[Opdracht 1]: Herschrijf de rijen met gegevens hieronder en zet overal "object" waar "target" staat, verder blijft alles hetzelfde. Neem de afbeeldingen niet op in je antwoord.
[Opdracht 2]: Breid het stuk over toegankelijke vrijetijdsbesteding uit met een vervolg dat aansluit op de laatste zin.

[Document]:
+-------+

Als we een prijs zouden uitreiken in het vrijetijdsveld, welke organisaties zou jij dan nomineren?
In mijn periode als minister hebben we een zomertour gehouden, langs tal van festivals en evenementen, om te kijken wat aan toegankelijkheid gedaan werd. Theaterfestival Boulevard is heel bevlogen en kijkt bijvoorbeeld hoe ze een voorstelling toegankelijk kunnen maken voor mensen die blind of doof zijn. Ik heb prachtige voorstellingen met audiodescriptie gezien waarin belevenisvol verteld werd wat er te zien is. En natuurlijk de Zwarte Cross, die een MIVA Las Vegas tent hebben ingericht als mindervalidenhotel. Je hebt immers pas een totaalbeleving op een festival, als je ook kunt overnachten. Echte inclusie zie je ook bij de Sneekweek met hun geïntegreerde wedstijd voor alle categorieëen. Een speciale boot neemt deel waardoor mensen met een beperking met anderen in gelijkwaardigheid kunnen zeilen.
Met betrekking tot cultuur denk ik aan het Rijksmuseum. Zij hebben een divers programma voor alle groepen met een beperking om kunstbeleving mogelijk te maken. Met 3D-print replica’s van beelden, audio-ondersteuning, stilteruimtes op aanvraag, voorbereidingsinformatie voor mensen met autisme en legio aanpassingen in de fysieke ruimte voor mensen in een rolstoel.
Waar ik tevens gecharmeerd van ben zijn sportverenigingen die out-of-the-box durven denken. In Hardenberg was er een jongen die graag wilde zitvolleyballen. In een kleine stad is echter niet de capaciteit om een team op te stellen met mensen met een beperking. Binnen de volleybalvereniging stond echter een groep mensen op die aansluitend aan hun reguliere training een uur in de week met deze persoon gingen zitvolleyballen. Bij voetbalverenigingen zie je de opkomst van walking voetbal dat niet alleen geschikt is voor ouderen maar ook voor mensen die snel overprikkeld raken. Het feit dat verenigingen met veel creativiteit aanpassingen doorvoeren, zodat iedereen mee kan blijven doen, valt te prijzen.
Binnen de verblijfsrecreatie is Avavieren een mooi voorbeeld. Het is een vakantiepark met aangepaste bungalows die prikkelarm ingericht zijn. Alles wat je nodig hebt om lekker te kunnen recreëren is daar beschikbaar voor iedereen. Animatie voor gezinnen met kinderen met en zonder beperking, zodat ouders ook gerust eens een moment samen op pad kunnen. Ik zou willen dat alle parken in Nederland deze brede scope hanteren. Dat geldt ook voor de aanpak van gemeenten ten aanzien van speeltuinen. Niet alleen investeren in een schommel of wip voor kinderen in een rolstoel, maar ook in elementen die meerdere zintuigen prikkelen. Dat je dingen kunt voelen, ruiken, horen. Een gladde tegel of een tegel met een ribbel neerleggen, dat maakt financieel niet zoveel uit. En kan wel een wereld van verschil betekenen.

+-------+

Regels met gegevens:
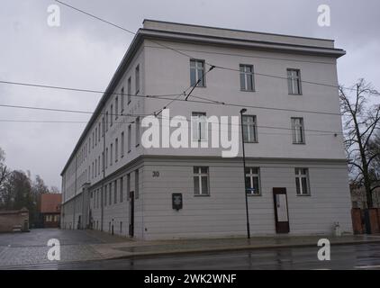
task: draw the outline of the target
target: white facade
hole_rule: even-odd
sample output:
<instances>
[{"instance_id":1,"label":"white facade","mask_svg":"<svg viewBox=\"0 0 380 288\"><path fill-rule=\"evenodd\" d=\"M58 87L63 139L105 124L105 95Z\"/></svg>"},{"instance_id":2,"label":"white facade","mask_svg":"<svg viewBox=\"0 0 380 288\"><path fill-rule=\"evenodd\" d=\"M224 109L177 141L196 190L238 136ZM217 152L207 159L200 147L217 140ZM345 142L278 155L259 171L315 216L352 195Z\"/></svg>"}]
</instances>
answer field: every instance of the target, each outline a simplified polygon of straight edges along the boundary
<instances>
[{"instance_id":1,"label":"white facade","mask_svg":"<svg viewBox=\"0 0 380 288\"><path fill-rule=\"evenodd\" d=\"M61 227L109 232L113 227L113 233L128 236L133 223L131 234L144 239L245 235L241 136L239 155L225 158L220 148L144 148L136 135L136 122L170 102L147 95L179 94L190 86L191 56L204 61L204 72L207 63L217 66L192 95L234 105L190 96L170 104L171 117L238 116L242 107L256 116L257 139L245 144L247 166L258 168L251 171L258 171L260 190L248 199L251 234L276 233L273 188L285 189L290 234L331 233L335 222L351 232L336 88L336 59L344 53L328 40L144 21L62 171ZM253 68L253 91L240 89L240 65ZM289 93L288 69L299 73L299 94ZM122 89L132 94L123 102ZM116 119L116 113L132 115ZM302 119L301 143L294 143L292 118ZM195 194L195 167L207 170L206 195ZM297 190L299 168L306 176ZM178 211L173 193L182 194Z\"/></svg>"}]
</instances>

+-------+

[Eindresultaat 1]:
task: draw the outline of the object
object: white facade
hole_rule: even-odd
sample output:
<instances>
[{"instance_id":1,"label":"white facade","mask_svg":"<svg viewBox=\"0 0 380 288\"><path fill-rule=\"evenodd\" d=\"M58 87L63 139L105 124L105 95Z\"/></svg>"},{"instance_id":2,"label":"white facade","mask_svg":"<svg viewBox=\"0 0 380 288\"><path fill-rule=\"evenodd\" d=\"M224 109L177 141L196 190L238 136ZM217 152L207 159L200 147L217 140ZM345 142L278 155L259 171L315 216L352 195Z\"/></svg>"}]
</instances>
answer field: every instance of the object, each outline a simplified polygon of straight edges along the boundary
<instances>
[{"instance_id":1,"label":"white facade","mask_svg":"<svg viewBox=\"0 0 380 288\"><path fill-rule=\"evenodd\" d=\"M61 227L109 232L113 227L113 233L128 236L133 223L131 234L144 239L245 235L241 136L239 155L225 158L220 148L144 148L136 135L136 122L170 102L147 95L179 94L190 86L191 56L204 61L204 72L207 63L217 66L192 95L234 105L190 96L170 104L171 117L238 116L242 107L256 116L257 139L245 144L247 166L258 168L251 171L258 171L260 190L248 199L251 234L276 233L273 188L285 189L290 234L331 233L335 222L351 232L336 88L336 59L344 53L328 40L144 21L62 171ZM253 68L253 91L240 89L240 65ZM289 93L288 69L299 73L299 94ZM122 89L132 94L123 102ZM116 119L116 113L132 115ZM302 119L301 143L294 143L292 118ZM195 194L195 167L207 170L206 195ZM297 190L299 168L306 176ZM178 211L173 193L182 194Z\"/></svg>"}]
</instances>

[Eindresultaat 2]:
Er is een kloof te dichten tussen de systeemwereld van instanties die programma’s bedenken en de leefwereld van ervaringsdeskundigen.
Hoe til je dit soort successen op naar een hele sector?
Dat kan door het verbinden en uitbouwen van communities. Ik ben bijvoorbeeld ambassadeur van de Community Toegankelijke Recreatie met daarin alle grote recreatie-ondernemers van Nederland. Dit is ontstaan in coronatijd omdat in de 1e golf veel organisaties zich afvroegen hoe ze ook voor mensen met een beperking binnen de 1,5-meter samenleving een leuk uitje konden organiseren. Binnen de community worden ervaringen gedeeld, ontstaat kruisbestuiving en wordt gezamenlijk gezocht naar oplossingen. Deze community bestaat nog steeds en het belang daarvan is tweeledig. Ten eerste heeft iedereen behoefte aan vrijetijdsbesteding en recreatie. Kunnen deelnemen is helaas niet altijd vanzelfsprekend voor iedereen en dat verdient extra inspanning en kennisdeling. Daarnaast is dit vanuit het perspectief van de ondernemer ook lucratief, want wanneer je toegankelijk bent voor alle klanten, boor je een enorm nieuw potentieel aan, dat ook vaak vergezeld wordt. Omgekeerd, wanneer een restaurant niet rolstoelvriendelijk is, ga ik daar niet eten. Maar ook mijn familie en vrienden gaan niet op dat moment. Investeren in toegankelijkheid heeft dus een dubbel economisch effect. Recron, Hiswa, pretparken, dierentuinen en vakantieparken zien hier steeds meer de noodzaak van in.
Zie jij kansrijke initiatieven als je jouw blik van de aanbodzijde naar de vraagzijde met deelnemers en consumenten verplaatst?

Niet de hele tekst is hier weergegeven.